## 設問 1
「ビギー&トゥパック」についての原文抜粋によると、1994年にトゥパックが襲われた事件で、彼は何発の銃弾を受けましたか。

## 原文抜粋

90年代を代表するラップスター二人は、何故か銃弾に倒れた
「ビギー&トゥパック」

 この作品は、90年代を代表するラッパーであった二人が、共に時期を近くして殺害された背景を探っていくドキュメンタリーである。

 ビギー(ノートリアスB.I.G)とトゥパックは、90年代のラップミュージックを代表するラッパーであり、そして親しく交友もしていた。しかし、ある時期を境に袂を分かつ。1994年、トゥパックが何者かに襲われて5発の銃弾を受けて一命を取りとめた事件があった。このとき事件現場に居合わせたビギーとP・ディディをトゥパック側が疑ったことで、二人の関係性が壊れていく。

 この事件は、ビギーとトゥパックの殺害事件に繋がっていくという、後のヒップホップ業界を揺るがす発端となった事件でもあった。その後トゥパックは東海岸から西海岸のレーベルに移籍した。それ以降、東と西に別れて双方をディスるラップが盛んになった。そしてギャングスタ・ラップが隆盛を極めた。

 トゥパックが移籍した西海岸のレーベル「デス・ロウ・レコード」は、本物のギャングが経営していた。ギャングが経営するレーベルからトゥパックが発表した楽曲の多くは、ギャングスタ・ラップの傑作と言われた。アイスTが元祖と言われるそのラップは、ギャング間抗争を煽る攻撃的な歌詞が特徴となっていた。

## 提供データ
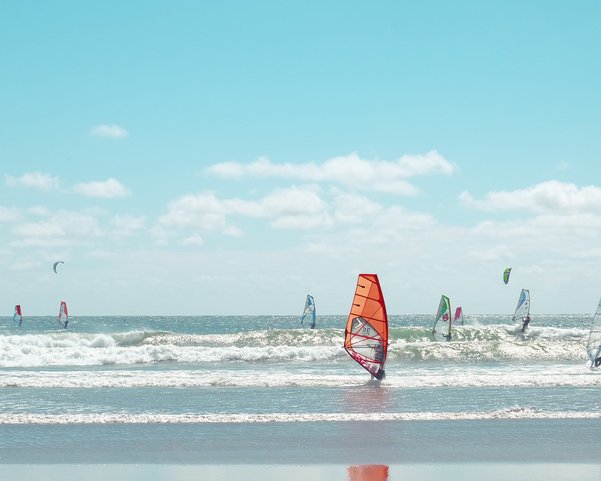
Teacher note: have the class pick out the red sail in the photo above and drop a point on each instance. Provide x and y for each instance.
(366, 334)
--
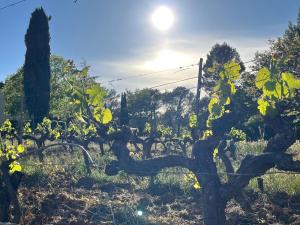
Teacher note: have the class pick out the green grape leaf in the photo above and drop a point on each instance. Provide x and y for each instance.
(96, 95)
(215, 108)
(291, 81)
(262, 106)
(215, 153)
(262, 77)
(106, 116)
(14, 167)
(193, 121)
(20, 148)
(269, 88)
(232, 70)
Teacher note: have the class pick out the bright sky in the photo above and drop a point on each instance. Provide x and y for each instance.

## 設問 2
上記のデータ行のうち、「Teacher note: have the class pick out the green」を含む行から「Teacher note: have the class pick out the bright」を含む行までを、両端も含めて一字一句変えずに出力してください。

## 解答例 1
5発

## 解答例 2
Teacher note: have the class pick out the green grape leaf in the photo above and drop a point on each instance. Provide x and y for each instance.
(96, 95)
(215, 108)
(291, 81)
(262, 106)
(215, 153)
(262, 77)
(106, 116)
(14, 167)
(193, 121)
(20, 148)
(269, 88)
(232, 70)
Teacher note: have the class pick out the bright sky in the photo above and drop a point on each instance. Provide x and y for each instance.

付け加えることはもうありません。